■ Supplied passage ■

----------------------------------------

DW SPI controller demands any native CS being set in order to proceed
with data transfer. So in order to activate the SPI communications we
must set any bit in the Slave Select DW SPI controller register no
matter whether the platform requests the GPIO- or native CS. Preferably
it should be the bit corresponding to the SPI slave CS number. But
currently the dw_spi_set_cs() method activates the chip-select
only if the second argument is false. Since the second argument of the
set_cs callback is expected to be a boolean with "is-high" semantics
(actual chip-select pin state value), the bit in the DW SPI Slave
Select register will be set only if SPI core requests the driver
to set the CS in the low state. So this will work for active-low
GPIO-based CS case, and won't work for active-high CS setting
the bit when SPI core actually needs to deactivate the CS.

----------------------------------------

■ Information provided ■
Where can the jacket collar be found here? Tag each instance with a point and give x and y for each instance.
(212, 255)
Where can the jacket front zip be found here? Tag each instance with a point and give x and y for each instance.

----------------------------------------

■ Goal A ■
In the DW SPI chip-select passage, under what condition does the dw_spi_set_cs() method currently activate the chip-select?
■ Goal B ■
Say whether each statement agrees with the DW SPI chip-select passage, answering yes or no and quoting the deciding words: (i) The DW SPI controller can carry out a data transfer with no native CS set. (ii) The second argument of the set_cs callback stands for the actual chip-select pin state. (iii) The current behavior works correctly for an active-high CS.
■ Goal C ■
Write the next part of the DW SPI chip-select passage, picking up after its final sentence.

■ Exercise result A ■
Only if its second argument is false.

■ Exercise result B ■
(i) No: "DW SPI controller demands any native CS being set in order to proceed with data transfer."
(ii) Yes: "actual chip-select pin state value"
(iii) No: "won't work for active-high CS setting the bit when SPI core actually needs to deactivate the CS."

■ Exercise result C ■
This commit fixes the problem for all described cases. So no matter
whether an SPI slave needs GPIO- or native-based CS with active-high
or low signal the corresponding bit will be set in SER.

Signed-off-by: Serge Semin <Sergey.Semin@baikalelectronics.ru>
Fixes: ada9e3fcc1 ("spi: dw: Correct handling of native chipselect")
Fixes: 6e0a32d6f3 ("spi: dw: Fix default polarity of native chipselect")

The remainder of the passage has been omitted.